TEXT:
Do these movements three times before going to bed each night, until you’ve gone 24 hours without dizziness.
This exercise is for dizziness from the left ear and side:
- Sit on the edge of your bed. Turn your head 45 degrees to the right.
- Quickly lie down on your left side. Stay there for 30 seconds.
- Quickly move to lie down on the opposite end of your bed. Don’t change the direction of your head. Keep it at a 45-degree angle and lie for 30 seconds. Look at the floor.
- Return slowly to sitting and wait a few minutes.
- Reverse these moves for the right ear.
Again, do these moves three times a day until you go 24 hours without vertigo.
Half-Somersault or Foster Maneuver
Some people find this maneuver easier to do:
- Kneel down and look up at the ceiling for a few seconds.
- Touch the floor with your head, tucking your chin so your head goes toward your knees. Wait for any vertigo to stop (about 30 seconds).
- Turn your head in the direction of your affected ear (i.e. if you feel dizzy on your left side, turn to face your left elbow). Wait 30 seconds.
- Quickly raise your head so it’s level with your back while you’re on all fours. Keep your head at that 45-degree angle. Wait 30 seconds.
- Quickly raise your head so it’s fully upright, but keep your head turned to the shoulder of the side you’re working on. Then slowly stand up.
You may have to repeat this a few times for relief. After the first round, rest 15 minutes before trying a second time.
Here’s what you need to do for this exercise:
- Start in an upright, seated position on your bed.

APPLY WHAT YOU READ:
(a) Name every distinct length of time the vertigo exercise text mentions.
(b) Copy the vertigo exercise text, beginning at the words "- Touch the" and stopping after "slowly stand up.", and change each "30 seconds" to "20 seconds".
Rely only on the vertigo exercise text for these, with no outside knowledge.

DATASET EXTRACT:

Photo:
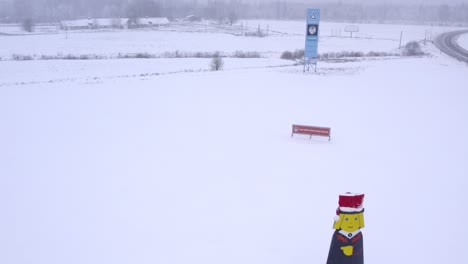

EXERCISE RESPONSES:
(a) 24 hours, 30 seconds, a few minutes, a few seconds, 15 minutes

(b)
- Touch the floor with your head, tucking your chin so your head goes toward your knees. Wait for any vertigo to stop (about 20 seconds).
- Turn your head in the direction of your affected ear (i.e. if you feel dizzy on your left side, turn to face your left elbow). Wait 20 seconds.
- Quickly raise your head so it’s level with your back while you’re on all fours. Keep your head at that 45-degree angle. Wait 20 seconds.
- Quickly raise your head so it’s fully upright, but keep your head turned to the shoulder of the side you’re working on. Then slowly stand up.